### DATA FOR THIS TASK
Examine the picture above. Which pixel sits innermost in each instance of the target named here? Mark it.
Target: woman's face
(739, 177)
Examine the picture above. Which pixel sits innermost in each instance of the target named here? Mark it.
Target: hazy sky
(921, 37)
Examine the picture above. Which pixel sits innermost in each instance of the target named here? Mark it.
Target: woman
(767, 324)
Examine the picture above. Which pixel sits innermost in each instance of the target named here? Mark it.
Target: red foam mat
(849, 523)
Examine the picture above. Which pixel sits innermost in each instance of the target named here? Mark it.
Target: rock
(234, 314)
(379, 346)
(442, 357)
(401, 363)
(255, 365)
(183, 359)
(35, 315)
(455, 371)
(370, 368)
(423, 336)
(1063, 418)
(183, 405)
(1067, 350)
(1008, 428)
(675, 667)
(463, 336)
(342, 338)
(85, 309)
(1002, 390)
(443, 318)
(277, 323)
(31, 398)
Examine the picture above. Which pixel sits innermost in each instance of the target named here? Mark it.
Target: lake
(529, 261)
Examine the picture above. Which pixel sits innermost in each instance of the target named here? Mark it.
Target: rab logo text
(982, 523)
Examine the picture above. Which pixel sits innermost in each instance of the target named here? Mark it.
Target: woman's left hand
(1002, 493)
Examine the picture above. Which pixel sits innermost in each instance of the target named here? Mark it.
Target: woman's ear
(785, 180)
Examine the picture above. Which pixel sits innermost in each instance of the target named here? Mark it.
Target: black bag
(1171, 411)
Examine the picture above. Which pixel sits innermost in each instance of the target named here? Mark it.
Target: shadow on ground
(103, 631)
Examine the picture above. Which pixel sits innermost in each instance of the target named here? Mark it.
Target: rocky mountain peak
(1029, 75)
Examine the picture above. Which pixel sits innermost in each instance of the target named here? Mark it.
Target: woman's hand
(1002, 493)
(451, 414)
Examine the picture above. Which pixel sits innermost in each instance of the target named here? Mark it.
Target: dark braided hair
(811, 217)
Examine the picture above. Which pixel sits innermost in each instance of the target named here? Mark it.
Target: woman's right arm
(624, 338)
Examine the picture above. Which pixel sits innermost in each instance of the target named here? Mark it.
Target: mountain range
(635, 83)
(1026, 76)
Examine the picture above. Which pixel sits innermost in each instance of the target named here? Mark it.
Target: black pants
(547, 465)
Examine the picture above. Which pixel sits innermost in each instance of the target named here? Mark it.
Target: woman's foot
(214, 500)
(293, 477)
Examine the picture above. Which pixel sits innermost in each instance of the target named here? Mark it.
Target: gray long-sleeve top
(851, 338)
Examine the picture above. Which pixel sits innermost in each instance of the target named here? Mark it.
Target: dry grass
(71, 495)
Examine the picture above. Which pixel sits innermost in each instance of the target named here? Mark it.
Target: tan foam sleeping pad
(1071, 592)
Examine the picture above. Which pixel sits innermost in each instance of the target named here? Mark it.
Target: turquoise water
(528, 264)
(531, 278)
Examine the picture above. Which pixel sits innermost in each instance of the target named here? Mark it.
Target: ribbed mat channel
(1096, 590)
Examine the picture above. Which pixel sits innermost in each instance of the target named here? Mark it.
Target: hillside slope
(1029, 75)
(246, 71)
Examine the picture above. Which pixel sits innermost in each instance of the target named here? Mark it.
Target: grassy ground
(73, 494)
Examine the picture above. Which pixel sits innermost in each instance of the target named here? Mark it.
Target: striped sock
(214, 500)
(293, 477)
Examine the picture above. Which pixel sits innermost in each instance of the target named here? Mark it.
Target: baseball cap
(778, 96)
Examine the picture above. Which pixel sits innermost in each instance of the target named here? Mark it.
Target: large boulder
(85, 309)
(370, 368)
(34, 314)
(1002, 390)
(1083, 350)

### TASK OBJECTIVE
What is needed here is an exact reproduction of all the entries.

### YOUR RESPONSE
Examine the picture above. Which pixel sits innermost in each instance of the target named here? Mark it.
Target: woman's face
(739, 177)
Examine the picture above. Which pixel sits innermost in each instance of the target named here? Mark it.
Target: hazy sky
(921, 37)
Examine the picture above. Which pixel sits innermost in each instance of the target named here? Mark it.
Target: woman
(767, 324)
Examine the picture above. Which pixel sits innermost in each instance of the target named here? Mark it.
Target: red foam mat
(849, 523)
Examine the picture above. Which pixel sits innermost in each instance of the target named here? Mark it.
Target: rock
(234, 314)
(379, 346)
(442, 357)
(401, 363)
(255, 365)
(183, 359)
(35, 315)
(455, 371)
(370, 368)
(423, 336)
(1063, 418)
(183, 405)
(1067, 350)
(1008, 428)
(675, 667)
(463, 336)
(342, 338)
(85, 309)
(1002, 390)
(443, 318)
(277, 323)
(31, 398)
Examine the picture above. Which pixel sits innermost in each instance of the target named here? Mark it.
Target: lake
(529, 261)
Examine the picture above. Which pixel sits innermost in each instance of the target named here? Mark it.
Target: rab logo text
(982, 523)
Examine the picture above. Which pixel sits innermost in each instance of the target named here? Mark it.
Target: woman's left hand
(1002, 493)
Examine the picture above. Which pixel sits innermost in each instance of the target named here? Mark it.
Target: woman's ear
(785, 180)
Examine the picture above. Which pixel sits innermost in each instance of the target named here? Mark it.
Target: black bag
(1171, 411)
Examine the picture above. Which pixel sits innermost in each instance of the target named here? Mark it.
Target: shadow on ground
(103, 631)
Examine the picture above. Which pixel sits innermost in each instance of the target named here? Mark it.
Target: rocky mountain peak
(1029, 75)
Examine the picture above. Which pixel sits innermost in each instance of the target named here? Mark it.
Target: woman's hand
(1002, 493)
(451, 414)
Examine the picture above. Which pixel sits innermost in each instance of the target named here? Mark it.
Target: dark braided hair
(811, 217)
Examine the picture above. Which pixel sits innermost in each instance of the target named here? Mark it.
Target: woman's right arm
(624, 338)
Examine the picture above. Which pixel sits innermost in each instance of the target named here? Mark it.
Target: mountain range
(635, 83)
(1026, 76)
Examine the picture above. Which pixel sits innermost in each instance of the target named here? Mark it.
Target: black pants
(547, 465)
Examine the picture above. Which pixel sits innermost in each instance of the target named here? Mark it.
Target: woman's foot
(214, 500)
(293, 477)
Examine the picture above. Which pixel sits innermost in each instance of the target named here? Mark it.
Target: gray long-sleeve top
(851, 338)
Examine the picture above. Which pixel sits innermost in each instance of the target named here? Mark it.
Target: dry grass
(71, 495)
Examine the picture above. Which pixel sits innermost in each instance of the target named here? Mark it.
Target: tan foam sleeping pad
(1071, 592)
Examine the picture above. Which pixel sits innermost in each instance of the target named here? Mark it.
Target: turquoise water
(528, 264)
(531, 278)
Examine the picture above. Which pixel sits innermost in each instance of the target named here? Mark it.
Target: ribbed mat channel
(1096, 590)
Examine the picture above. Which pixel sits innermost in each instance of the target named here? Mark it.
Target: hillside slope
(1029, 75)
(246, 71)
Examine the picture above. Which pixel sits innermost in each instance of the target named here? Mark it.
Target: grassy ground
(73, 494)
Examine the picture above. Which pixel sits innermost in each instance of the target named here? Mark it.
Target: striped sock
(214, 500)
(293, 477)
Examine the picture above. Which pixel sits innermost in each instance of the target named here? Mark it.
Target: baseball cap
(778, 96)
Examine the picture above. Which pixel sits innermost in each instance of the target named here? Mark it.
Target: large boulder
(85, 309)
(370, 368)
(34, 314)
(1002, 390)
(1083, 350)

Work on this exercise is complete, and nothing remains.